-------- MATERIAL SUPPLIED

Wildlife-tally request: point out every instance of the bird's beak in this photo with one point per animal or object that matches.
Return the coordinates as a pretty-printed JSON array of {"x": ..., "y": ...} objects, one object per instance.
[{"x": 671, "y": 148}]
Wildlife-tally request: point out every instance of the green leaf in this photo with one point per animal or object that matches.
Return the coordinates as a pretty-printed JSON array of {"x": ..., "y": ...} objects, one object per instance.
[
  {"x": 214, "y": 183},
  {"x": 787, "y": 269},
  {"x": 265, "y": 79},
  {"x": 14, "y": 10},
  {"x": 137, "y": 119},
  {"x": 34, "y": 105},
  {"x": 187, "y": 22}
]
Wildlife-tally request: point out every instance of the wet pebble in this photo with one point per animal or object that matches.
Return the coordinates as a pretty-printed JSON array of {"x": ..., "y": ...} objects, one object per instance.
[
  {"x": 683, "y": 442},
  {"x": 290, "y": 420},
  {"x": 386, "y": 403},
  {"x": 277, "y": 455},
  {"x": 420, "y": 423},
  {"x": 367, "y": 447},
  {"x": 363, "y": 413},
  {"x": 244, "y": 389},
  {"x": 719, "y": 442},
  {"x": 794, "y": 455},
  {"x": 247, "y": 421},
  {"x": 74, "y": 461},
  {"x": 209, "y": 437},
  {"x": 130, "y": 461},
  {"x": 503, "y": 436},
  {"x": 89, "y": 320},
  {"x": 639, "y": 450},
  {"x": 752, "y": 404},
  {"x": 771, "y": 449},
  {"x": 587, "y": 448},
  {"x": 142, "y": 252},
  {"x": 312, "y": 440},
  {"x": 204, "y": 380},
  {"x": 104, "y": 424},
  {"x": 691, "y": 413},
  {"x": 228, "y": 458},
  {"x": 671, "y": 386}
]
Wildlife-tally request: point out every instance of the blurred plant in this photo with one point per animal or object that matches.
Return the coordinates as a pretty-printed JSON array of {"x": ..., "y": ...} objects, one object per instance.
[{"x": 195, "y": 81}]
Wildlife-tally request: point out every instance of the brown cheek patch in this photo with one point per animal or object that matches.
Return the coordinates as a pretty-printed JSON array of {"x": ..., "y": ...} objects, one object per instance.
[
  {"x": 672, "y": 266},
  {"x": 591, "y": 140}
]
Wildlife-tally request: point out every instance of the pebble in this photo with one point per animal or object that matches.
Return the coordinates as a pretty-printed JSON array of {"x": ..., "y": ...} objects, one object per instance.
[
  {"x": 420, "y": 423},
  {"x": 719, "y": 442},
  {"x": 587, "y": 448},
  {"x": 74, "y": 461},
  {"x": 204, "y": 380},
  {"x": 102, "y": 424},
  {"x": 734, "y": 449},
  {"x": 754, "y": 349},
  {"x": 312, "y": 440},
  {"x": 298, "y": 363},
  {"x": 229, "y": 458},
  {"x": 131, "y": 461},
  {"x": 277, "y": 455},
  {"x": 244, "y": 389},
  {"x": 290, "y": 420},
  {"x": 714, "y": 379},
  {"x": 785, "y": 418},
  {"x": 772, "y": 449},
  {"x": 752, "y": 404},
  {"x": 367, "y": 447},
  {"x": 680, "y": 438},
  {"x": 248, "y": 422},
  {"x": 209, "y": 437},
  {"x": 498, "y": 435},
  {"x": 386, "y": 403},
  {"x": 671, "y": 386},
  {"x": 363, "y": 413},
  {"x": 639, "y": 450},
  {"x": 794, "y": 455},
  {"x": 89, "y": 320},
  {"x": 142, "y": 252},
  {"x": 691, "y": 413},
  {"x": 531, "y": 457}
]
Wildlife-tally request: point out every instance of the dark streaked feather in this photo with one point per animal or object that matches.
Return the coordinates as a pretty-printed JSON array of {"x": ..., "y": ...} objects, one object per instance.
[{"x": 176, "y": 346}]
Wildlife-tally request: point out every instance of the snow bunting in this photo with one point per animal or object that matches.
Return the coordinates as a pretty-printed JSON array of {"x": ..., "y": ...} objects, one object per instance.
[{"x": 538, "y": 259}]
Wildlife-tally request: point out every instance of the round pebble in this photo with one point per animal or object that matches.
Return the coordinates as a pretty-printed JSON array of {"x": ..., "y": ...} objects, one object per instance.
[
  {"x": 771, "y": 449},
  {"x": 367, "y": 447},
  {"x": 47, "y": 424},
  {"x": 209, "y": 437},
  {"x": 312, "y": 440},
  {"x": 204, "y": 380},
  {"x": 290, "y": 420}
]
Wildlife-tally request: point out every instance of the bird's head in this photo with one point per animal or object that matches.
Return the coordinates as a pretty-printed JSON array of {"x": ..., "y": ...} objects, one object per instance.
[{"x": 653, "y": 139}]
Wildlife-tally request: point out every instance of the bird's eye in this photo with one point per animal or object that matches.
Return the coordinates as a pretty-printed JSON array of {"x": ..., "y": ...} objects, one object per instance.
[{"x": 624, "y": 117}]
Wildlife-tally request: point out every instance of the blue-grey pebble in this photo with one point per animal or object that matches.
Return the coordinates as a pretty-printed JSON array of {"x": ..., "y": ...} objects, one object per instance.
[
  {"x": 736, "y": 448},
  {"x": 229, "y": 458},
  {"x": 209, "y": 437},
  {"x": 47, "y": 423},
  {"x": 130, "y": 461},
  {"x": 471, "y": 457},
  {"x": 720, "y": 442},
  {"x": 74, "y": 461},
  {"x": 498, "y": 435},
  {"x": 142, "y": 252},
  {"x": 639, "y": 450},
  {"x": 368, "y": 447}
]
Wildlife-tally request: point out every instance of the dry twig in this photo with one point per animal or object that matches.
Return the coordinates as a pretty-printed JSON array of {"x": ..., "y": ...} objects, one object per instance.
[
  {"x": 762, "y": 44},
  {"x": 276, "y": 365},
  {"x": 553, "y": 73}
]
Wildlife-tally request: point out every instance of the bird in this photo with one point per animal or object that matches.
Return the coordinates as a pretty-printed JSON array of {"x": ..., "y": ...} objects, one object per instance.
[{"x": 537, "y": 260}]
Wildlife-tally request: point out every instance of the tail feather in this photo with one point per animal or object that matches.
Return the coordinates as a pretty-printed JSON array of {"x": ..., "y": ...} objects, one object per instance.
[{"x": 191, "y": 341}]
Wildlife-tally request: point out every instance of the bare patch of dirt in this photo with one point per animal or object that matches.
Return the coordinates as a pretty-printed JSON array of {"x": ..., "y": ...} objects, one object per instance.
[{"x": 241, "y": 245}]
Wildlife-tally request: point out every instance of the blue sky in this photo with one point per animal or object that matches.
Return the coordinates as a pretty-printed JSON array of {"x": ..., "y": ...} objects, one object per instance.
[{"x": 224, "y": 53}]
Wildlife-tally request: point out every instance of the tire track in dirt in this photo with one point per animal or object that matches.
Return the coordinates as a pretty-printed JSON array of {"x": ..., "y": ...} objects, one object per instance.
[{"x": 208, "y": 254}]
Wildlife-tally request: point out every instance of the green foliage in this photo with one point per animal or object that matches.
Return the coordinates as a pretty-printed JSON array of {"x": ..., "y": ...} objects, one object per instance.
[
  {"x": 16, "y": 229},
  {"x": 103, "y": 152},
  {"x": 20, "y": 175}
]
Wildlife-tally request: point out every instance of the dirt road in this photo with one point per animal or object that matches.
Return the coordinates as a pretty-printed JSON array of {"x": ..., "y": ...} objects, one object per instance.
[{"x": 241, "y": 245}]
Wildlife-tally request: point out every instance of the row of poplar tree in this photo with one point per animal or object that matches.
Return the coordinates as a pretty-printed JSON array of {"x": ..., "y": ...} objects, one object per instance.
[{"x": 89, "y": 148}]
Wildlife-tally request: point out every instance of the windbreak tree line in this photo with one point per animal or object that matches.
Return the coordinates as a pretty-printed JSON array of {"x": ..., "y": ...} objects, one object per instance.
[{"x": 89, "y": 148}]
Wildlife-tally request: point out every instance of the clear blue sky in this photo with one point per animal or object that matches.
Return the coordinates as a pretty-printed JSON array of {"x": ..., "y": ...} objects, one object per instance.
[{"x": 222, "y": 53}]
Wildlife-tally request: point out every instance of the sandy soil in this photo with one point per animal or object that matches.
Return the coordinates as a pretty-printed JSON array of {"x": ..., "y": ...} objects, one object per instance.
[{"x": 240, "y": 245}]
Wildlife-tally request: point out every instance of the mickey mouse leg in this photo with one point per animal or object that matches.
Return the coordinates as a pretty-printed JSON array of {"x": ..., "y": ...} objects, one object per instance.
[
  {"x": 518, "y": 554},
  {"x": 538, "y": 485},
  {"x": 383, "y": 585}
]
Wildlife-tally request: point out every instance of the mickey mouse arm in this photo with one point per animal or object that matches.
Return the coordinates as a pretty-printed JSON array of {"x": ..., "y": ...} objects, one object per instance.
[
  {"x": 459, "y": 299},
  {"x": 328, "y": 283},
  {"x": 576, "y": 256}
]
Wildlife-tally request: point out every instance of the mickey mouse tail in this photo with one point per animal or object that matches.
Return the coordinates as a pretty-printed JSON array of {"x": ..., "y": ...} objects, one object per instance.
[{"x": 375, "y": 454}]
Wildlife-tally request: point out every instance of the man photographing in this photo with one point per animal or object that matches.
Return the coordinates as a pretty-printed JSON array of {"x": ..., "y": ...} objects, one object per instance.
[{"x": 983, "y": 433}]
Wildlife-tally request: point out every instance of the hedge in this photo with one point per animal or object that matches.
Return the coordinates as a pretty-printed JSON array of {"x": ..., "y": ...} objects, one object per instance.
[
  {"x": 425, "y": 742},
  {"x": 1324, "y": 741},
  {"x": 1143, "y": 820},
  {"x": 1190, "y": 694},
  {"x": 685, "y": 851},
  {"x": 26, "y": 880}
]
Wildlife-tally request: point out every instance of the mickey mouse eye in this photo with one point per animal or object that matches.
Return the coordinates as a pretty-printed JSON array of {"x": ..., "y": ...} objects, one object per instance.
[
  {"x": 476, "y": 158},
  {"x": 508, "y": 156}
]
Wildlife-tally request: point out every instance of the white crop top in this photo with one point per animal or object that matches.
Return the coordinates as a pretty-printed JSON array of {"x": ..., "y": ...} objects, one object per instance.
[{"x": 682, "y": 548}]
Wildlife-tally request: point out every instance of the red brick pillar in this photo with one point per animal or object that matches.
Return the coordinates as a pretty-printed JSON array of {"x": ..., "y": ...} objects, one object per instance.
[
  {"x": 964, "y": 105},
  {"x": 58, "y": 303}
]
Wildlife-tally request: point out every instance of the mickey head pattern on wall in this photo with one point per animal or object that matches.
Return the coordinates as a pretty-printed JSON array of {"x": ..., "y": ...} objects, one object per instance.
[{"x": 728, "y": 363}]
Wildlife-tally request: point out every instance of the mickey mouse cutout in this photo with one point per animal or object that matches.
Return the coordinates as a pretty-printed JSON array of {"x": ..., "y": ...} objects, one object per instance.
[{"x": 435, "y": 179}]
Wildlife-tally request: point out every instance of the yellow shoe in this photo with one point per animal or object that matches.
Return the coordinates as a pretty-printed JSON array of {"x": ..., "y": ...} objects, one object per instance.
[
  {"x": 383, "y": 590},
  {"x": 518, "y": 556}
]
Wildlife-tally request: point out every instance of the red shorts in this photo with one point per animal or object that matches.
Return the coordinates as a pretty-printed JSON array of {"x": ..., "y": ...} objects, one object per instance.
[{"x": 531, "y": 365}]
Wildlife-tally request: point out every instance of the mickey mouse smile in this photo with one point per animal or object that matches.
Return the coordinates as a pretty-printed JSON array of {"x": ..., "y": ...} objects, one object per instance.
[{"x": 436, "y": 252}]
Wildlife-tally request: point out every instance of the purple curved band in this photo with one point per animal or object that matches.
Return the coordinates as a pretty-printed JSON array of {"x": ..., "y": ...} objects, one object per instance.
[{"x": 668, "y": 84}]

----------------

# ACTIVITY:
Print exactly, and only, the lines beginning at the top of the listing and ending at the line with "Wildlife-tally request: point out every instance of the wet".

# RESPONSE TO THE EXERCISE:
Wildlife-tally request: point out every instance of the bird's beak in this photo with one point per animal or object that matches.
Return the coordinates as a pretty-printed JSON array of {"x": ..., "y": ...} objects, one object per instance.
[{"x": 671, "y": 148}]
Wildlife-tally request: point out every instance of the green leaf in this photo with one point per animal or object that matches.
Return the coordinates as a pretty-printed JSON array of {"x": ..., "y": ...} objects, one object per instance.
[
  {"x": 214, "y": 183},
  {"x": 787, "y": 269},
  {"x": 265, "y": 79},
  {"x": 14, "y": 10},
  {"x": 137, "y": 119},
  {"x": 34, "y": 105},
  {"x": 187, "y": 22}
]
Wildlife-tally request: point out every instance of the wet pebble in this photo with one point per animal or object that matches.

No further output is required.